▶ [WHAT IS BEING ASKED]: Every entry needs to be repeated exactly, with nothing left out.

▶ [SUPPLIED MATERIAL]:

────────────────

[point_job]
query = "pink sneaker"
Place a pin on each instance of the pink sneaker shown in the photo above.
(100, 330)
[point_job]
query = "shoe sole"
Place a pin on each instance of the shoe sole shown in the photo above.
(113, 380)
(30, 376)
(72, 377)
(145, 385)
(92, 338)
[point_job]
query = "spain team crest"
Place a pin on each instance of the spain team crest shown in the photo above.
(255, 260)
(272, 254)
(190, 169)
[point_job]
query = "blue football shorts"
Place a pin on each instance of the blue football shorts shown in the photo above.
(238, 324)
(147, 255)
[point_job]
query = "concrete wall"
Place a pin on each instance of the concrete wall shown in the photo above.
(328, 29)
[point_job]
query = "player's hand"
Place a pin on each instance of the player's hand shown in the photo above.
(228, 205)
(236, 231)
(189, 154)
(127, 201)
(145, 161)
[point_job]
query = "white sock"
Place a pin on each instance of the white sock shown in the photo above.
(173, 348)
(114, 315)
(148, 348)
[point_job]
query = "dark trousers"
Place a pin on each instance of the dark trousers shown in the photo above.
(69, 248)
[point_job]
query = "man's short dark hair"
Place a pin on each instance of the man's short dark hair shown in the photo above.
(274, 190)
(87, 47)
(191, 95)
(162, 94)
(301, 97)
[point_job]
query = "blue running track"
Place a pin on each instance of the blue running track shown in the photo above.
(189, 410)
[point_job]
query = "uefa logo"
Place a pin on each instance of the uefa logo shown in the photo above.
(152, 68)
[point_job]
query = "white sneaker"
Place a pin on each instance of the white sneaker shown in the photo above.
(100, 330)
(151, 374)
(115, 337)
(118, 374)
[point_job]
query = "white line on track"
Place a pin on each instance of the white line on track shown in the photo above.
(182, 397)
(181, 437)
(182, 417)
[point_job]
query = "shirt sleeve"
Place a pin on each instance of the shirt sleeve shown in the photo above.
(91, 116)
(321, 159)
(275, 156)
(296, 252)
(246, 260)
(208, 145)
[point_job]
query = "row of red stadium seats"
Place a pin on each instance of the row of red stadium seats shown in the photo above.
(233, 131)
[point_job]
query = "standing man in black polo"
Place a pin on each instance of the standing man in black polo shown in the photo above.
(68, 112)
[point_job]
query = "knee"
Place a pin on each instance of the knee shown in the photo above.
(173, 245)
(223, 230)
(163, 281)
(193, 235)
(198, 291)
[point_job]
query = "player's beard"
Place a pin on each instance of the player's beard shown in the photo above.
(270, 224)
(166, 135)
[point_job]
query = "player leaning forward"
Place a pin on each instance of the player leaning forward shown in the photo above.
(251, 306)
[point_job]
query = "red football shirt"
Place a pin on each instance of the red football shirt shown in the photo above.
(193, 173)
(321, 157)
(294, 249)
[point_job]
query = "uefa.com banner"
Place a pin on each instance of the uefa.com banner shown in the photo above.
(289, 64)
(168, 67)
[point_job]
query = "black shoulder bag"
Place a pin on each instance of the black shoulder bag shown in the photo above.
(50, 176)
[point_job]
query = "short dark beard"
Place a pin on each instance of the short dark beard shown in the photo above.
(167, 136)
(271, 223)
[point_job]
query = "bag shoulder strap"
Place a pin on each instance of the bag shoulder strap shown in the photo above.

────────────────

▶ [OUTPUT BELOW]:
[point_job]
query = "pink sneaker"
Place a pin on each instance of the pink sneaker shown in the photo above.
(100, 330)
[point_job]
query = "shoe sole"
Place a pin on each instance of the shoe sole shown in the photo above.
(113, 380)
(30, 376)
(72, 377)
(145, 385)
(92, 338)
[point_job]
query = "spain team crest"
Place a pin on each instance of the spain team crest shown in the photo above.
(255, 260)
(272, 254)
(190, 169)
[point_job]
query = "blue football shorts"
Place a pin on each instance of the blue football shorts shown in the photo above.
(238, 324)
(147, 255)
[point_job]
query = "concrete wall"
Place a pin on each instance of the concrete wall shown in the photo above.
(328, 29)
[point_job]
query = "player's hand"
Place a pin on each instance of the player's hand shown in the photo above.
(228, 205)
(236, 231)
(189, 154)
(127, 201)
(145, 161)
[point_job]
query = "white sock"
Place a pin on each instance of the white sock shown in the photo above.
(173, 348)
(114, 315)
(148, 348)
[point_job]
query = "dark trousers"
Place a pin on each instance of the dark trousers shown in the photo above.
(69, 248)
[point_job]
query = "man's short dark hair"
Place a pin on each instance of the man's short dark hair shown in the photo above.
(274, 190)
(87, 47)
(191, 95)
(162, 94)
(301, 97)
[point_job]
query = "blue running track"
Place a pin on each instance of the blue running track shown in the photo above.
(189, 410)
[point_job]
query = "uefa logo"
Place a pin on each instance of the uefa logo shown in the photo above.
(152, 68)
[point_job]
query = "white sneaker"
Place a pin on each instance of the white sneaker shown in the photo above.
(100, 330)
(151, 374)
(115, 337)
(118, 374)
[point_job]
query = "white line on track"
Place a pin on each instance of the white line on track shown in the photo above.
(182, 397)
(181, 437)
(182, 417)
[point_job]
query = "shirt sleeve"
Place a pin on each instance of the shirt sleeve shown in the photo above.
(91, 116)
(321, 159)
(275, 156)
(296, 252)
(246, 260)
(208, 145)
[point_job]
query = "row of red stadium seats"
Place a pin on each instance of the row of red stadium seats shown in the photo above.
(233, 131)
[point_job]
query = "standing man in black polo"
Place a pin on each instance of the standing man in black polo shown in the photo above.
(68, 112)
[point_job]
query = "knee"
Place a pin on each instance of the knee shown in the photo above.
(173, 245)
(223, 230)
(163, 281)
(193, 235)
(198, 291)
[point_job]
query = "player's beard"
Place a pin on each instance of the player's beard shown in the photo above.
(270, 224)
(166, 135)
[point_job]
query = "player leaning forward"
Place a pin on each instance of the player leaning forward shown in the photo above.
(251, 306)
[point_job]
query = "red football shirt"
Place a pin on each instance of the red football shirt shown in the photo above.
(193, 173)
(321, 157)
(294, 249)
[point_job]
query = "uefa.com banner"
Place a pin on each instance of the uefa.com banner shown in the photo above.
(289, 64)
(168, 67)
[point_job]
query = "black shoulder bag"
Place a pin on each instance of the black shoulder bag shown in the photo above.
(50, 176)
[point_job]
query = "short dark beard"
Place a pin on each instance of the short dark beard shown in the photo above.
(167, 136)
(271, 223)
[point_job]
query = "bag shoulder strap"
Place a pin on each instance of the bag shoulder strap shown in the photo above.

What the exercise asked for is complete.